* [STATED PROBLEM]:
Please edit the data starting with the line containing "Place a point on each instance of the man's eye, one" and going on through the line containing "x=669, y=290". Give only those lines back, with "bare arm" changed to "left arm" and everything else left the same.
* * * * * * *
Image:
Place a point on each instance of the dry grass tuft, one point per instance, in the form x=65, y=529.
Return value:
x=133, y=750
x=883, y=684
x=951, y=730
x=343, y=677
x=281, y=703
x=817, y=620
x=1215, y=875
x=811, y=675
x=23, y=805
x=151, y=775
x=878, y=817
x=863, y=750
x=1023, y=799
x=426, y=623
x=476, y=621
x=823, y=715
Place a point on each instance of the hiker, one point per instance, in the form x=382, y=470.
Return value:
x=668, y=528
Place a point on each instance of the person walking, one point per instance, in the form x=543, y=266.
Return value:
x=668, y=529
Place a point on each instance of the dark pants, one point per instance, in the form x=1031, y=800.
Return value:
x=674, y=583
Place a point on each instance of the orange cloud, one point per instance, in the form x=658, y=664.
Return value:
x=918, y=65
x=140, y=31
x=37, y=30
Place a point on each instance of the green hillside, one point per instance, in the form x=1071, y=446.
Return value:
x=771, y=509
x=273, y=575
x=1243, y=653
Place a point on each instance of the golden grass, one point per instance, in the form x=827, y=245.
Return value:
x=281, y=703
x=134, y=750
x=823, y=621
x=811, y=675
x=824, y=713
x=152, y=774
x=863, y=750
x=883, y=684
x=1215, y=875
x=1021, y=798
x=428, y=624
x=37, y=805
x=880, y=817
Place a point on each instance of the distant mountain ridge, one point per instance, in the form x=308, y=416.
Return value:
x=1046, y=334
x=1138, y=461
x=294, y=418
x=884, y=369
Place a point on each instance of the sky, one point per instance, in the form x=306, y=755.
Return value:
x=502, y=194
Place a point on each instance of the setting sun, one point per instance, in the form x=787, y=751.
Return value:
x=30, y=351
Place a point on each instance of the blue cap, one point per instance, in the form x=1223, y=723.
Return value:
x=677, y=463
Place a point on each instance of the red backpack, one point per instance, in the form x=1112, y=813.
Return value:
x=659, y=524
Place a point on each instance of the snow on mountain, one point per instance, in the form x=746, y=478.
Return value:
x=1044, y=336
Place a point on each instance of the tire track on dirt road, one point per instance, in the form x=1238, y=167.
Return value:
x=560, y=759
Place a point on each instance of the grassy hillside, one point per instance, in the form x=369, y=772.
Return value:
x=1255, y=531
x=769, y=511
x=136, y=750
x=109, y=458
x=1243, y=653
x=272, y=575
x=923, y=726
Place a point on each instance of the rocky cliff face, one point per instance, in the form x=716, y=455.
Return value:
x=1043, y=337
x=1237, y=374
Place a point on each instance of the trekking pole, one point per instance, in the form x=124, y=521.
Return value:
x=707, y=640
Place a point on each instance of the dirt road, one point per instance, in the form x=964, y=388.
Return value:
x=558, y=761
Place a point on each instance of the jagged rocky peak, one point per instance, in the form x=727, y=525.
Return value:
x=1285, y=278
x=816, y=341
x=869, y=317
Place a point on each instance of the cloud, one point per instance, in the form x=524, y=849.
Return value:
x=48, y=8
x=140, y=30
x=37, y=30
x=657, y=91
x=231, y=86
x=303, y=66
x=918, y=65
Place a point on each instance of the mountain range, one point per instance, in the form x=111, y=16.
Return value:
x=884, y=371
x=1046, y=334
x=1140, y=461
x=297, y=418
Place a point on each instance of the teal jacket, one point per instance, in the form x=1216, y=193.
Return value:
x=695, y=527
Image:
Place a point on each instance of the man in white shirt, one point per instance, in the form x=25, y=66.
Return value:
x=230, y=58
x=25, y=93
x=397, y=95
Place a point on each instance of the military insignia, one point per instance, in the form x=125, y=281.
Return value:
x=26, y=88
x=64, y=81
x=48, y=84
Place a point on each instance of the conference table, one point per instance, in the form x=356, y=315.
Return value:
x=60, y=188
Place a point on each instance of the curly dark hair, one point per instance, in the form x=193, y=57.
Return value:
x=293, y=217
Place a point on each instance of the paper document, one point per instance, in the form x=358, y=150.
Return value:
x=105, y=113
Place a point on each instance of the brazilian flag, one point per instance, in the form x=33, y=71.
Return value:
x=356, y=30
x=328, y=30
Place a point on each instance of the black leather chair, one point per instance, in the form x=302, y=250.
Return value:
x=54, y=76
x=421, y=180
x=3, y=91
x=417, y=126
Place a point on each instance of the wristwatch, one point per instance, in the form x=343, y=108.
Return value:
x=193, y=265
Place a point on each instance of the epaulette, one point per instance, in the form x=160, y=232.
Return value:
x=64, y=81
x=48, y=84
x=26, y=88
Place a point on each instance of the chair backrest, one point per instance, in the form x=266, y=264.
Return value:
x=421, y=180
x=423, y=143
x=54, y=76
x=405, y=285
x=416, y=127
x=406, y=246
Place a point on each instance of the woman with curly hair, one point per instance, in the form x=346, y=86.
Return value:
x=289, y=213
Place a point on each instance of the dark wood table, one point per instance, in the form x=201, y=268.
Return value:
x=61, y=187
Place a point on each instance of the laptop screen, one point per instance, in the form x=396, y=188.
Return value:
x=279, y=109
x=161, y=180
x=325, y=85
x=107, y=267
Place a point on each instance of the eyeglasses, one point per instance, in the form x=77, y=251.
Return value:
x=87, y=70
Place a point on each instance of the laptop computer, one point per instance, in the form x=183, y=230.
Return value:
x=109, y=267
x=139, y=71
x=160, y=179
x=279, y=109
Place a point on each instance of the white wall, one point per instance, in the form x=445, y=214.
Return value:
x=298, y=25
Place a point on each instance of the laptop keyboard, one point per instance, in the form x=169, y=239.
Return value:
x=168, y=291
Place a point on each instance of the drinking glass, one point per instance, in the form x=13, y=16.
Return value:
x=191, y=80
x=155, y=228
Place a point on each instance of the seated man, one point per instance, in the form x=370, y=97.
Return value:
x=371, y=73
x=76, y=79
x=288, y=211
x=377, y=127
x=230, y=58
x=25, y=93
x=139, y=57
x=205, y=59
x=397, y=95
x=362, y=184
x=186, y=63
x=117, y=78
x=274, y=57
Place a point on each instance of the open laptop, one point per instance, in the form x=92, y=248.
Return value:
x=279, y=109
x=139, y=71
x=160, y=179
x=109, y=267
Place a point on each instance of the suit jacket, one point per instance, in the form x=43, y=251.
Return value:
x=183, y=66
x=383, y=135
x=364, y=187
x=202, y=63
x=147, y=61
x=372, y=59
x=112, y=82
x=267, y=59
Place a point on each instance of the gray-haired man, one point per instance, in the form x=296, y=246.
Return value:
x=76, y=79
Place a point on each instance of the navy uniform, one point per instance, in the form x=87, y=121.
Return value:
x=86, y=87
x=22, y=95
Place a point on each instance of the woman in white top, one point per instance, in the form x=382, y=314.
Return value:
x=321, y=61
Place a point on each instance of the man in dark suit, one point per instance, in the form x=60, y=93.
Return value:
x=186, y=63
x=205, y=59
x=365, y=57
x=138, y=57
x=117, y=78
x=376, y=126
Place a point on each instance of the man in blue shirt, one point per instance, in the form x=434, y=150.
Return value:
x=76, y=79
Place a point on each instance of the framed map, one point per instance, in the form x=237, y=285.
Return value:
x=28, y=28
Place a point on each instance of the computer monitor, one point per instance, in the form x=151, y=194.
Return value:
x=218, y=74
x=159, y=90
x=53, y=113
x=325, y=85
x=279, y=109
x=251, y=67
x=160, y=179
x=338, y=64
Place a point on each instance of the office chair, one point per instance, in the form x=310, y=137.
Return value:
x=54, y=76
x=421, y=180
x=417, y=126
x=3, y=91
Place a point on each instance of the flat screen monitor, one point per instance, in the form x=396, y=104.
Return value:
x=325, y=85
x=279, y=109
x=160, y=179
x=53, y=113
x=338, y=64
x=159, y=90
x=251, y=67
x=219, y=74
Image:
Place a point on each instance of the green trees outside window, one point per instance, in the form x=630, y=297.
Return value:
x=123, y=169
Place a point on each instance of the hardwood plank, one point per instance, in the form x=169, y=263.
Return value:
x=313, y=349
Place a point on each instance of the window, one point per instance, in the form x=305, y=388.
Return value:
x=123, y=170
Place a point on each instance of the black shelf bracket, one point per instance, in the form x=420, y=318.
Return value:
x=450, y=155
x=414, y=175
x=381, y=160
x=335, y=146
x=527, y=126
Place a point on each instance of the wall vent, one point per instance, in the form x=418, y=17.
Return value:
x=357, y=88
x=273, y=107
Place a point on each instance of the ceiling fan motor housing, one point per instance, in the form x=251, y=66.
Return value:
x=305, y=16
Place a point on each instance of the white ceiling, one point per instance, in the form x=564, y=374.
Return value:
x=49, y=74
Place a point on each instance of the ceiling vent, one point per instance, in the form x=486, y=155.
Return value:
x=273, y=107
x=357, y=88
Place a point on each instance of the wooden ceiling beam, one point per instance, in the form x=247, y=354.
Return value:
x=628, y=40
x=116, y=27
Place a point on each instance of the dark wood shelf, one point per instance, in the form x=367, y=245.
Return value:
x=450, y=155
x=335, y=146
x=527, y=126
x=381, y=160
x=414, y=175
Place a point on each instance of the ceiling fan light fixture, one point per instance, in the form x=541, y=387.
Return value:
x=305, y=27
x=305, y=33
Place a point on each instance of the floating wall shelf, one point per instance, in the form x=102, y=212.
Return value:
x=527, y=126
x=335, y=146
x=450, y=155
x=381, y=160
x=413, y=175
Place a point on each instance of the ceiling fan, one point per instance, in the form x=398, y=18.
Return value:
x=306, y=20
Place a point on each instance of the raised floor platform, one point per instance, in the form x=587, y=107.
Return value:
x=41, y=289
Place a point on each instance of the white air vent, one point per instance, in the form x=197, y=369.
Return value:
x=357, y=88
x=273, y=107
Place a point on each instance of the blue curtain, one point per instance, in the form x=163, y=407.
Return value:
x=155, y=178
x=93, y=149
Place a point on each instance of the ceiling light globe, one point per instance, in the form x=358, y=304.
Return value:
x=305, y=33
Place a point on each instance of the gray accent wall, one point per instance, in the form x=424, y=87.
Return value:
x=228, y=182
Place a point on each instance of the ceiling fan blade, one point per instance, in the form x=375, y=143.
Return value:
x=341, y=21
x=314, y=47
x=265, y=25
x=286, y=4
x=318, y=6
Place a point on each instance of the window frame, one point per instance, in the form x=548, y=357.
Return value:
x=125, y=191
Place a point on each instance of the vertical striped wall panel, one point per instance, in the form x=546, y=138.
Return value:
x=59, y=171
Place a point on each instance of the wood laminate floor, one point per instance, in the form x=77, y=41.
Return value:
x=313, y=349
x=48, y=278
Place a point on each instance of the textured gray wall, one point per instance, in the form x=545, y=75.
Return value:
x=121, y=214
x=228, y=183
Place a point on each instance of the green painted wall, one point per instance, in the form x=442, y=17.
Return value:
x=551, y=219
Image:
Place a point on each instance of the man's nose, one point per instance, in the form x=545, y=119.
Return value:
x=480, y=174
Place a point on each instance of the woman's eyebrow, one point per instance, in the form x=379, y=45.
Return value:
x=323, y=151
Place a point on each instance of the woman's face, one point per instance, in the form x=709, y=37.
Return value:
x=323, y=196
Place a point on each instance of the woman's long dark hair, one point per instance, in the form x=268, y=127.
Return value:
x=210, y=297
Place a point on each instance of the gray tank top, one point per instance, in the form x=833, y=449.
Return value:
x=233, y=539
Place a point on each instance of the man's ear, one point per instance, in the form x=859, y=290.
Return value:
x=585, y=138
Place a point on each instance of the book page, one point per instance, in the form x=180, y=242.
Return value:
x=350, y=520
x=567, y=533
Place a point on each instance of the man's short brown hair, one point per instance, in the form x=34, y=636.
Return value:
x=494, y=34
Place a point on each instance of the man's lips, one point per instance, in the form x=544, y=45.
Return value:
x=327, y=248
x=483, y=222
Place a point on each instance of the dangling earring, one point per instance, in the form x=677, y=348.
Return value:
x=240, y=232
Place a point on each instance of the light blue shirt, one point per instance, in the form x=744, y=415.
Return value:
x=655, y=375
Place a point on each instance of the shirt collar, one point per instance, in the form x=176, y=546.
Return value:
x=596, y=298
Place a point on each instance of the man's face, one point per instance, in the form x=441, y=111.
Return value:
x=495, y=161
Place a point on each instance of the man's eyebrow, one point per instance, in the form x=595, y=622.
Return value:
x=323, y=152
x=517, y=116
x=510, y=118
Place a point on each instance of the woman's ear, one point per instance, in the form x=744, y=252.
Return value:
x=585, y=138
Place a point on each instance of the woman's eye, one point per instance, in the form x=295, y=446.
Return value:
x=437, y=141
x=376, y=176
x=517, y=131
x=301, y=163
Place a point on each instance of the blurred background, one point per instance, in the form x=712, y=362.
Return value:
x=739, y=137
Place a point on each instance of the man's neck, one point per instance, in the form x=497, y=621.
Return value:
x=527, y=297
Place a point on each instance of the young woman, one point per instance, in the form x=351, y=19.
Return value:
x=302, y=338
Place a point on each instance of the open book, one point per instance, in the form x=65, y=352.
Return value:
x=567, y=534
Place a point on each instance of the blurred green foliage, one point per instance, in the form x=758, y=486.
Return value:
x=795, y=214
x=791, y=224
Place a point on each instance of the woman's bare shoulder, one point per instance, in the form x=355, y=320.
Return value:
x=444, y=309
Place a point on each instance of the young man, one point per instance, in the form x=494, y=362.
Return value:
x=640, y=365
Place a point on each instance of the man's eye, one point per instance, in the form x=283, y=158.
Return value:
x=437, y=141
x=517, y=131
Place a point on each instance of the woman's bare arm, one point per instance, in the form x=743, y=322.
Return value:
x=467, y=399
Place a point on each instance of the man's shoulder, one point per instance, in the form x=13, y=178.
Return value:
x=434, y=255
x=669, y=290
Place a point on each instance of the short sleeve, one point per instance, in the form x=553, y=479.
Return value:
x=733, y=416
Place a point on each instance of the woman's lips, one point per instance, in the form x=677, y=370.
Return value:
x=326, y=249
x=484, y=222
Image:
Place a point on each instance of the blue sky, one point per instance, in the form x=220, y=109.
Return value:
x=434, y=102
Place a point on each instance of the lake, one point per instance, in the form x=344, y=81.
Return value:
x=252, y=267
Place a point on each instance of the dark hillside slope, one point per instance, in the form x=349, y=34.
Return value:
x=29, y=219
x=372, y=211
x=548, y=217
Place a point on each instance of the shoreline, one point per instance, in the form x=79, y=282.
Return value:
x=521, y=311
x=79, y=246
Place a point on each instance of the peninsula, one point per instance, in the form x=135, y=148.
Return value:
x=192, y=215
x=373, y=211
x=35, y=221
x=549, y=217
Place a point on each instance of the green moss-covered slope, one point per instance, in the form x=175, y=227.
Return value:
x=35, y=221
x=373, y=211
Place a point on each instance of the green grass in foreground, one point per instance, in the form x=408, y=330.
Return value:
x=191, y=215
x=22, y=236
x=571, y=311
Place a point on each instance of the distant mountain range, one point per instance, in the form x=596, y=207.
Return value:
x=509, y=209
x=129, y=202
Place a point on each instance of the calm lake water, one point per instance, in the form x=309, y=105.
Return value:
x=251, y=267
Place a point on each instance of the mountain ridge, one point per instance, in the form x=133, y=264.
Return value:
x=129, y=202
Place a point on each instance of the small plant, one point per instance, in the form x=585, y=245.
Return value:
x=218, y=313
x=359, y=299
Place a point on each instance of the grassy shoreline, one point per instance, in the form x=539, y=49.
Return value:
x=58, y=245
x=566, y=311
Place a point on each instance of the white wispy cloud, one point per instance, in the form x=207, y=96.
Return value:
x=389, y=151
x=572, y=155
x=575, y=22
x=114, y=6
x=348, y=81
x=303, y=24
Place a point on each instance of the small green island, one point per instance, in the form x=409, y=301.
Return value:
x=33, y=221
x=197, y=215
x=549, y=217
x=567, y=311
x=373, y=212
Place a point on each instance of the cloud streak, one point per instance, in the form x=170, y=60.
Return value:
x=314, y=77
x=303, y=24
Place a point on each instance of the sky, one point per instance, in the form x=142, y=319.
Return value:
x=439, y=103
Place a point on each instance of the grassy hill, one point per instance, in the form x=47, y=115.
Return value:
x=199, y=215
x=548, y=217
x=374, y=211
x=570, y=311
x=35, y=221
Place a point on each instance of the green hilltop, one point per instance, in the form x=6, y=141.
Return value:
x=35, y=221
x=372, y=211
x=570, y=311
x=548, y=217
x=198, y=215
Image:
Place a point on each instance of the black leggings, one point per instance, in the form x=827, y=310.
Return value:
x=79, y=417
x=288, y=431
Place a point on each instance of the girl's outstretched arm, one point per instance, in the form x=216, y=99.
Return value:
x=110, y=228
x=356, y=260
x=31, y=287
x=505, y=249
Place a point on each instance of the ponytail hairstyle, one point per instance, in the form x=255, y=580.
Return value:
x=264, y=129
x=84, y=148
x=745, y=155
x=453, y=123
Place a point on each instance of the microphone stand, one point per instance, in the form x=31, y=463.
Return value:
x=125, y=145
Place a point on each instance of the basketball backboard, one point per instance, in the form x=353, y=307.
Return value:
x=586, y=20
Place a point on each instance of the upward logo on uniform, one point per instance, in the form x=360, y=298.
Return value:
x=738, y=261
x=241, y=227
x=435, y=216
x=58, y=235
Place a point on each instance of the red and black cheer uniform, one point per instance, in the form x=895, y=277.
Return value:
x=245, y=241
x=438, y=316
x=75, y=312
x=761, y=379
* * * * * * *
* [RESULT FOR THIS TASK]:
Place a point on each instance of the man's eye, one point per instance, in the form x=283, y=158.
Return value:
x=437, y=141
x=517, y=131
Place a point on each instance of the woman's left arm, one point per instance, in the form x=743, y=322.
Return value:
x=467, y=399
Place a point on each instance of the man's shoulder, one point per instance, in the form x=13, y=178.
Return value:
x=434, y=255
x=669, y=290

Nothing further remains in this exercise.